**WHAT TO DO**
Reproduce the listing below word for word.

**DATASET RECORDS**
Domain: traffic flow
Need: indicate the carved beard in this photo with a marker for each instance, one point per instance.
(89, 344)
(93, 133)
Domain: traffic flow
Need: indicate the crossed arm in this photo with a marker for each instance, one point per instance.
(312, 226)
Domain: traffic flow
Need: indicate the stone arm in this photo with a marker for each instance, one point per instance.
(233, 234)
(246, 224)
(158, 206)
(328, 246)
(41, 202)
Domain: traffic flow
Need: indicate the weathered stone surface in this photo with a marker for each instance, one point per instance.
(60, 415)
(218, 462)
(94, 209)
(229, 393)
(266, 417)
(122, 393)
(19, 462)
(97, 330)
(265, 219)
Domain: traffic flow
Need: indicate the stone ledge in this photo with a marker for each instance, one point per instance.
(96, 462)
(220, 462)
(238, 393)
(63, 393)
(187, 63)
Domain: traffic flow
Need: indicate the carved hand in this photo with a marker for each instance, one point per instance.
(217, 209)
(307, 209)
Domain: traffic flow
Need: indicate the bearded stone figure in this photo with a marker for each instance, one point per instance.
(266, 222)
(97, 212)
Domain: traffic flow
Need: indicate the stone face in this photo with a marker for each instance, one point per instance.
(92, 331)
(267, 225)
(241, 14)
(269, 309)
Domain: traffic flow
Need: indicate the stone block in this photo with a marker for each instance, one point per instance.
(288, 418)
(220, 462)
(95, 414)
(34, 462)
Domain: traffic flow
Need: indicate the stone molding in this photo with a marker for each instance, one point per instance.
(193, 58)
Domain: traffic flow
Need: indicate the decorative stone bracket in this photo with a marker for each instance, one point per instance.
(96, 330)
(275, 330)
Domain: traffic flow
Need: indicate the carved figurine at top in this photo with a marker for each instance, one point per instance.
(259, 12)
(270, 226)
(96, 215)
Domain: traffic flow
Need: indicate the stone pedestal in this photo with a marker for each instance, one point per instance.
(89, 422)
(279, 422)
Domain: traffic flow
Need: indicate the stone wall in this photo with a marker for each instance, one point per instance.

**FINISHED TASK**
Domain: traffic flow
Need: indicate the carved beard in this photo with a marker for each instance, one point per instance.
(89, 344)
(93, 133)
Domain: traffic flow
Need: indicate the crossed arm in this photo with a marker for each instance, one point per instance.
(312, 226)
Domain: traffic flow
Need: indicate the stone arm in this photo with a marker for each instance, one point per instance.
(233, 234)
(246, 224)
(158, 206)
(328, 246)
(41, 202)
Domain: traffic flow
Need: indicate the weathered stone surface in this photo with a marker for each instance, one point per instance.
(60, 415)
(218, 462)
(94, 209)
(229, 393)
(266, 417)
(122, 393)
(19, 462)
(97, 330)
(265, 219)
Domain: traffic flow
Need: indicate the stone ledge in this photo with a marker for each instance, one point per instance.
(96, 462)
(220, 462)
(238, 393)
(63, 393)
(187, 63)
Domain: traffic flow
Need: indicate the carved hand in this photo with a marker for each instance, one point per instance.
(217, 209)
(307, 209)
Domain: traffic flow
Need: indicate the bearded stone figure in this photo with a marker for each instance, one point per instance.
(266, 222)
(97, 212)
Domain: traffic flow
Need: indicate the stone face in this photo with a marker for each instance, one point per instance.
(92, 331)
(267, 225)
(241, 14)
(269, 309)
Domain: traffic flow
Need: indicate the stone block in this photo with a marker for each instance, one point per instance.
(288, 418)
(220, 462)
(95, 414)
(34, 462)
Domain: traffic flow
Need: indicate the stone molding in this photo with a marker for each instance, one point per instance.
(193, 58)
Domain: traffic flow
Need: indicate the decorative stone bracket in this photo with a marker for each instance, one point per instance.
(96, 330)
(275, 330)
Domain: traffic flow
Need: indicate the carved figurine at top in this photo with a marker for each instance, one point per instance.
(259, 12)
(270, 226)
(96, 215)
Domain: traffic flow
Need: indicate the stone pedestal in this photo with a marker for each instance, one point per instance.
(89, 422)
(279, 422)
Domain: traffic flow
Need: indicate the stone wall in this photo with a marker for each instance, one point per instance.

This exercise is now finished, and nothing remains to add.